Output, unchanged, the lines of the items below, starting at the line that contains "For each instance of the concrete curb" and ending with the final line of the items.

Coordinate labeling data
* start *

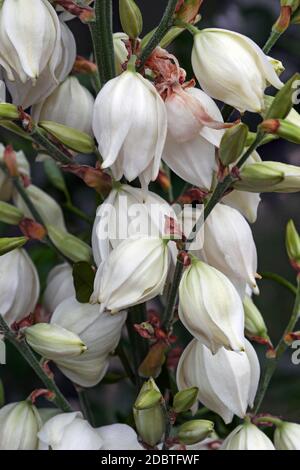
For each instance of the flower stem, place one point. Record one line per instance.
(280, 280)
(165, 23)
(51, 148)
(102, 36)
(23, 348)
(280, 350)
(139, 349)
(217, 195)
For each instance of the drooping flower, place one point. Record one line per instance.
(69, 431)
(127, 212)
(29, 38)
(60, 286)
(239, 72)
(135, 271)
(25, 94)
(227, 381)
(210, 307)
(100, 332)
(77, 113)
(19, 286)
(19, 423)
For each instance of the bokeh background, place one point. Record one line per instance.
(112, 402)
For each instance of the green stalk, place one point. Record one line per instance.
(165, 23)
(102, 36)
(23, 348)
(280, 350)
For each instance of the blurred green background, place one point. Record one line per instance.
(112, 402)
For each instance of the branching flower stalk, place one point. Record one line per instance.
(22, 347)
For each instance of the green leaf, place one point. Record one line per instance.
(11, 243)
(83, 277)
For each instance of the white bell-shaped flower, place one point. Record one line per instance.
(19, 424)
(127, 212)
(128, 110)
(191, 143)
(59, 287)
(211, 308)
(287, 436)
(29, 38)
(69, 431)
(227, 381)
(6, 186)
(100, 333)
(239, 72)
(48, 209)
(54, 107)
(19, 286)
(135, 271)
(26, 94)
(247, 437)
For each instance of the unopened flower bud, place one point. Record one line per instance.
(70, 246)
(216, 321)
(150, 422)
(282, 128)
(187, 10)
(254, 322)
(10, 214)
(195, 431)
(287, 436)
(283, 101)
(269, 177)
(233, 143)
(19, 424)
(293, 244)
(131, 18)
(8, 111)
(70, 137)
(185, 399)
(11, 243)
(53, 341)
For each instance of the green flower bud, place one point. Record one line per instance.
(282, 128)
(151, 421)
(53, 341)
(69, 245)
(8, 111)
(11, 243)
(269, 177)
(131, 18)
(254, 322)
(185, 399)
(292, 242)
(72, 138)
(233, 143)
(195, 431)
(283, 101)
(10, 214)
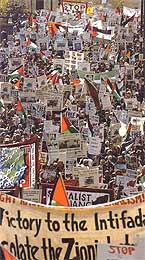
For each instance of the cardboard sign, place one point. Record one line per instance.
(116, 252)
(82, 197)
(73, 7)
(32, 195)
(49, 230)
(20, 167)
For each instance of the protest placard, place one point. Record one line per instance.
(79, 196)
(33, 195)
(53, 226)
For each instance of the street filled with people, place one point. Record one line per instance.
(74, 79)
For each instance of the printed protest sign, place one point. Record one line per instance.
(18, 161)
(32, 195)
(34, 231)
(116, 252)
(81, 197)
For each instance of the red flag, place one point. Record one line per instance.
(59, 196)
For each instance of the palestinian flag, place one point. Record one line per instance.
(111, 87)
(107, 50)
(42, 56)
(61, 28)
(52, 73)
(19, 109)
(93, 93)
(58, 195)
(128, 55)
(121, 84)
(5, 255)
(118, 56)
(66, 127)
(1, 102)
(76, 82)
(142, 180)
(18, 73)
(127, 136)
(115, 93)
(88, 26)
(130, 19)
(52, 28)
(31, 45)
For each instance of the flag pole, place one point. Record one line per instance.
(144, 44)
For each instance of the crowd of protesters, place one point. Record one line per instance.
(118, 153)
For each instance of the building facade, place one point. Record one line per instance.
(42, 4)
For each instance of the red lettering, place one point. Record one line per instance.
(124, 250)
(113, 249)
(131, 249)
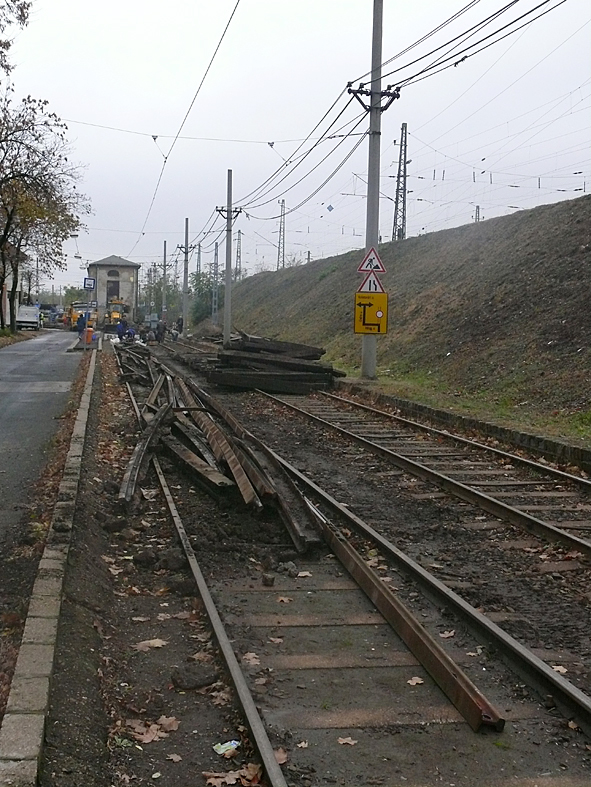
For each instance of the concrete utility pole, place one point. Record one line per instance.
(375, 109)
(399, 225)
(164, 284)
(186, 281)
(238, 268)
(229, 213)
(281, 244)
(214, 289)
(228, 277)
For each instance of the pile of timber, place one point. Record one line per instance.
(183, 422)
(272, 366)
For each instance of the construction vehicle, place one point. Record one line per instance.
(116, 311)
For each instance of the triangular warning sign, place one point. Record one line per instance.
(371, 262)
(371, 284)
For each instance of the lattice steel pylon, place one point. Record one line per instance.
(238, 266)
(399, 226)
(281, 244)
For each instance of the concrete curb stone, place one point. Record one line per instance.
(23, 727)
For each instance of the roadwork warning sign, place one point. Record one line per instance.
(371, 312)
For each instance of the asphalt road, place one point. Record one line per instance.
(35, 381)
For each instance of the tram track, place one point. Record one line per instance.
(260, 631)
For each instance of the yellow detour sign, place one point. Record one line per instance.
(371, 312)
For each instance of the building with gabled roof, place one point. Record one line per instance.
(116, 279)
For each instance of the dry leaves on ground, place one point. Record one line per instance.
(144, 732)
(250, 774)
(149, 643)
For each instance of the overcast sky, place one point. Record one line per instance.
(508, 128)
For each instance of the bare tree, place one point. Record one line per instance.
(12, 12)
(39, 203)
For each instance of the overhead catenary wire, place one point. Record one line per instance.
(423, 73)
(184, 120)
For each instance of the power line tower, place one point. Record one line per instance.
(238, 268)
(214, 289)
(281, 244)
(399, 227)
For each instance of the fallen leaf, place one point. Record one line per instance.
(168, 723)
(250, 774)
(149, 643)
(280, 756)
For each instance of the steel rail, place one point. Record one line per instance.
(255, 724)
(558, 474)
(536, 673)
(451, 679)
(489, 504)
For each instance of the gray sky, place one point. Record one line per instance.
(506, 129)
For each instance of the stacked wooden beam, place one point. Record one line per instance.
(273, 366)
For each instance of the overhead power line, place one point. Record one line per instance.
(184, 120)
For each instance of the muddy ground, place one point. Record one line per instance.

* end *

**The answer**.
For each instance of the concrete curb stone, place one point. Record one line per instance.
(23, 727)
For each instance of the roadwork warning sign, place one point. Record one line per instance.
(371, 312)
For each instance of the asphalt road, place one point. Record one line per instance.
(35, 381)
For each instance of the tram track, place one point. Record one line per instance.
(260, 631)
For each instance of the yellow detour sign, place one point. Record one line per instance.
(371, 312)
For each instance of the building with gabled roof, place one point. Record one line per instance.
(116, 279)
For each instance of the dry leaves on ground, place one point. Record one line per instance.
(144, 732)
(250, 774)
(149, 643)
For each instance of the overcast sky, place one point. Record one line per instance.
(508, 128)
For each instance of the bare tree, place one point. Record one line per instance.
(12, 12)
(39, 203)
For each instance of the overhead catenary wire, place one point. Record one line per instance.
(423, 73)
(184, 120)
For each instance of the power line tower, place one point. Record one line per instance.
(238, 268)
(214, 289)
(281, 244)
(399, 227)
For each instance of the fallen leaf, place one point. Record one line per instance.
(168, 723)
(250, 774)
(149, 643)
(280, 756)
For each instance of the steel rail, place one point. Record one line per instance.
(255, 724)
(558, 474)
(536, 673)
(451, 679)
(489, 504)
For each instance of the gray sky, place one point. Record one line per instance.
(506, 129)
For each instance of the stacked wooden beam, place one point. Record one line per instance.
(273, 366)
For each instance of the overhead power line, place one point. Record one line per instance.
(184, 120)
For each instance of the muddy ground, place one point. Record one line per instance.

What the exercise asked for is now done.